• _TRY IT_: Figure out how many lines in the records below hold the string "house". That number alone is the answer.

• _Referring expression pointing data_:
-----

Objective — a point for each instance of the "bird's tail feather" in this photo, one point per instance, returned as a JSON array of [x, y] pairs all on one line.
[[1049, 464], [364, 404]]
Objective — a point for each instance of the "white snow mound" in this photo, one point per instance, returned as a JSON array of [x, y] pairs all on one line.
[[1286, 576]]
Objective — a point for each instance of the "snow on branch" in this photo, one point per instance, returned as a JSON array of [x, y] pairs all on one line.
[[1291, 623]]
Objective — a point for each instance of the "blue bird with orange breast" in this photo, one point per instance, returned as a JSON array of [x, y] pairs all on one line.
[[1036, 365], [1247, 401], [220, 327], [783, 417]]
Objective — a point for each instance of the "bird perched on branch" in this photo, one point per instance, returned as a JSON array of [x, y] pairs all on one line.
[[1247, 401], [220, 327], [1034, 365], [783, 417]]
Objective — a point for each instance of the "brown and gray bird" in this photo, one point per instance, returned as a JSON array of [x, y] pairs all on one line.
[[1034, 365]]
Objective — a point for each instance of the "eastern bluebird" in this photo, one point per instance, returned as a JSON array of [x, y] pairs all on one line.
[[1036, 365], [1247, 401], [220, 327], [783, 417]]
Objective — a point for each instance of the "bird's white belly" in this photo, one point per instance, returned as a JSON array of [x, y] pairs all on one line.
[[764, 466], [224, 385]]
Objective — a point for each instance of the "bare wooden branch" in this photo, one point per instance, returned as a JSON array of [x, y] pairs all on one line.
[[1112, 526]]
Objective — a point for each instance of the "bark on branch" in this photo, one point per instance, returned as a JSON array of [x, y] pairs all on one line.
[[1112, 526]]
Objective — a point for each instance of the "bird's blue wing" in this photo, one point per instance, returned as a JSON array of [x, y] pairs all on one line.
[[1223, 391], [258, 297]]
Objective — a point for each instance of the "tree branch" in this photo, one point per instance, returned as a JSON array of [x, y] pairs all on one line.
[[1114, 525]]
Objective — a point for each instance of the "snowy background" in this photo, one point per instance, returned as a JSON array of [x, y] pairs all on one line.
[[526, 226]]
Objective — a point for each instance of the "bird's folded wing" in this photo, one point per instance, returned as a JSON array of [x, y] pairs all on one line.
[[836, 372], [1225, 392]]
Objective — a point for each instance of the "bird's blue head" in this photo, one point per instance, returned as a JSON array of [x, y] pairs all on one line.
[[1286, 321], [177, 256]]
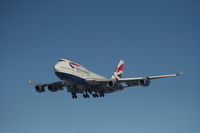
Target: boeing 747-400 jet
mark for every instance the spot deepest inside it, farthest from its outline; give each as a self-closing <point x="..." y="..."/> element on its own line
<point x="78" y="79"/>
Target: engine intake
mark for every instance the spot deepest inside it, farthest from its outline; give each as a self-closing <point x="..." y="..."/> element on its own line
<point x="111" y="84"/>
<point x="144" y="82"/>
<point x="39" y="88"/>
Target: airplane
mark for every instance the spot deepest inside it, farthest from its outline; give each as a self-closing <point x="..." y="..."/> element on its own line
<point x="77" y="79"/>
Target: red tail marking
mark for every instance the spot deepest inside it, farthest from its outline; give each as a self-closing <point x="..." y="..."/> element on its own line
<point x="119" y="68"/>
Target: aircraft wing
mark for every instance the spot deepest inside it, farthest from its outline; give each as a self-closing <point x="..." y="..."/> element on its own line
<point x="144" y="81"/>
<point x="61" y="83"/>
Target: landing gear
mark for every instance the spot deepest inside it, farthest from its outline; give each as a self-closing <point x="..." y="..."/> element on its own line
<point x="101" y="94"/>
<point x="95" y="95"/>
<point x="74" y="95"/>
<point x="85" y="95"/>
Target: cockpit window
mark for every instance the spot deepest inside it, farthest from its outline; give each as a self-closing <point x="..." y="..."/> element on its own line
<point x="61" y="60"/>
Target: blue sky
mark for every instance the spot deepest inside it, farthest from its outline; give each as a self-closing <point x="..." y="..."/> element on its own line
<point x="153" y="37"/>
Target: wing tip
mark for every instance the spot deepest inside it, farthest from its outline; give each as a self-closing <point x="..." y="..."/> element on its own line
<point x="180" y="73"/>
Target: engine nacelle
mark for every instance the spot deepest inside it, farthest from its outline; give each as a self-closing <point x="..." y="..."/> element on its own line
<point x="52" y="88"/>
<point x="144" y="82"/>
<point x="39" y="88"/>
<point x="110" y="84"/>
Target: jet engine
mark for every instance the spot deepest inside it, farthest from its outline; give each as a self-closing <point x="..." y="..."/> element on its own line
<point x="144" y="82"/>
<point x="110" y="84"/>
<point x="55" y="87"/>
<point x="39" y="88"/>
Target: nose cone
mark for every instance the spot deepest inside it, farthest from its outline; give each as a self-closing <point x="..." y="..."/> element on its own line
<point x="56" y="68"/>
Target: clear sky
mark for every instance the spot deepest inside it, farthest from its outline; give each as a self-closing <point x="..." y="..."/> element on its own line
<point x="153" y="37"/>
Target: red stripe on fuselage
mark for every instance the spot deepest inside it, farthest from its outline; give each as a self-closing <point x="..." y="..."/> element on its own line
<point x="119" y="68"/>
<point x="72" y="63"/>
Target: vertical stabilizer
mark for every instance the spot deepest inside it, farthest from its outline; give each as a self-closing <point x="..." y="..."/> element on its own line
<point x="118" y="71"/>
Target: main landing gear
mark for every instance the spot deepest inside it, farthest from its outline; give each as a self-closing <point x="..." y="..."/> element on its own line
<point x="86" y="95"/>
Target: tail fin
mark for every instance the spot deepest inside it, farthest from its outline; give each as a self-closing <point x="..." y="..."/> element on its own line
<point x="118" y="71"/>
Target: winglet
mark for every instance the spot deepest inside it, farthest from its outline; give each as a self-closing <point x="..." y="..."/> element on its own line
<point x="179" y="74"/>
<point x="30" y="82"/>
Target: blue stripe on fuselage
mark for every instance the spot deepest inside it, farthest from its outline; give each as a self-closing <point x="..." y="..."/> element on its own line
<point x="66" y="76"/>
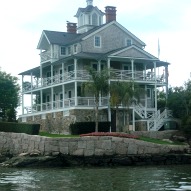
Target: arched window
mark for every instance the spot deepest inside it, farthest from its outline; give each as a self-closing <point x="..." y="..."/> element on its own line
<point x="94" y="19"/>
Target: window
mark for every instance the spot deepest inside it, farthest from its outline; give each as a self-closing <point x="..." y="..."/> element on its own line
<point x="69" y="50"/>
<point x="97" y="41"/>
<point x="148" y="93"/>
<point x="128" y="42"/>
<point x="75" y="48"/>
<point x="63" y="50"/>
<point x="94" y="19"/>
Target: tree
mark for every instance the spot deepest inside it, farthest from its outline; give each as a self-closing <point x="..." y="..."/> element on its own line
<point x="122" y="93"/>
<point x="97" y="85"/>
<point x="9" y="96"/>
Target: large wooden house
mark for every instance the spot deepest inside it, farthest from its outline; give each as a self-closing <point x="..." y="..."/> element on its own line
<point x="55" y="86"/>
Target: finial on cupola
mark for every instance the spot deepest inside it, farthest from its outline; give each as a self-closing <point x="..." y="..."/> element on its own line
<point x="89" y="2"/>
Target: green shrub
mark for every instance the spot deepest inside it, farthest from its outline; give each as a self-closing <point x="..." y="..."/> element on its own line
<point x="88" y="127"/>
<point x="31" y="129"/>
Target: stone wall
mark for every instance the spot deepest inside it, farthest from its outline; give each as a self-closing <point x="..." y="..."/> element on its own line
<point x="15" y="143"/>
<point x="58" y="123"/>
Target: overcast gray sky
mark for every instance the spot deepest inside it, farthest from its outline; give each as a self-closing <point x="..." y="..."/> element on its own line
<point x="22" y="22"/>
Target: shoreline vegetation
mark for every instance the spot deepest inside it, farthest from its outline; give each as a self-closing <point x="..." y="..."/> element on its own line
<point x="142" y="138"/>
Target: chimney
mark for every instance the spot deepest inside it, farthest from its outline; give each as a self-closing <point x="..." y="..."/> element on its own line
<point x="110" y="13"/>
<point x="71" y="27"/>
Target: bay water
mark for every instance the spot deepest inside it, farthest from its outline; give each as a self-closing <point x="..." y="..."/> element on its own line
<point x="128" y="178"/>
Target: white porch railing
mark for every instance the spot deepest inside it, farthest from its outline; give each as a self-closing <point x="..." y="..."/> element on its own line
<point x="67" y="103"/>
<point x="84" y="75"/>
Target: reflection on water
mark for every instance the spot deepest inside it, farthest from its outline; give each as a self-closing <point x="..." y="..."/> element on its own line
<point x="171" y="178"/>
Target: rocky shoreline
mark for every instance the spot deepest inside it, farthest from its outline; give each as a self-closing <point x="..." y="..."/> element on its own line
<point x="76" y="161"/>
<point x="22" y="150"/>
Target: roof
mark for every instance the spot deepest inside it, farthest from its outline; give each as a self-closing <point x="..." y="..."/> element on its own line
<point x="88" y="9"/>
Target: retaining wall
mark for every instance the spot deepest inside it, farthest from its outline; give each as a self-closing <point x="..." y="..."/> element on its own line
<point x="15" y="143"/>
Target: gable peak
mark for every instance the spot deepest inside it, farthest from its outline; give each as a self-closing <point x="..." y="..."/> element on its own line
<point x="89" y="2"/>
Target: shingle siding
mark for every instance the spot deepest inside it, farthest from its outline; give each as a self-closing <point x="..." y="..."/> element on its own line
<point x="112" y="38"/>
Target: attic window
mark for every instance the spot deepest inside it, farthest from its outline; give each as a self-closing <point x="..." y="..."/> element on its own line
<point x="63" y="50"/>
<point x="97" y="41"/>
<point x="128" y="42"/>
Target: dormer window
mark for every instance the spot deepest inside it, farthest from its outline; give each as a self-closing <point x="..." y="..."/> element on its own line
<point x="75" y="48"/>
<point x="69" y="50"/>
<point x="94" y="19"/>
<point x="62" y="50"/>
<point x="97" y="41"/>
<point x="128" y="42"/>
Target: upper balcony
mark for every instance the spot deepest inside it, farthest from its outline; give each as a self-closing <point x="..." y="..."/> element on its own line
<point x="46" y="56"/>
<point x="83" y="75"/>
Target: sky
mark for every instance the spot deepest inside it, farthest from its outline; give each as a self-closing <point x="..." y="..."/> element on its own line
<point x="165" y="21"/>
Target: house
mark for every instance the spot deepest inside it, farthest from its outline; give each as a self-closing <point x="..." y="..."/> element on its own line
<point x="55" y="86"/>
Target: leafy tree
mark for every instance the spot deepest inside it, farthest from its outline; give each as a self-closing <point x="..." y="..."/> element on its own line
<point x="97" y="85"/>
<point x="122" y="94"/>
<point x="9" y="96"/>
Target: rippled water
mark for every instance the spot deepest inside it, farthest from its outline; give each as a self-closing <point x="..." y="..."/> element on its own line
<point x="97" y="179"/>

-----

• _ANSWER TO THE PROBLEM_: 2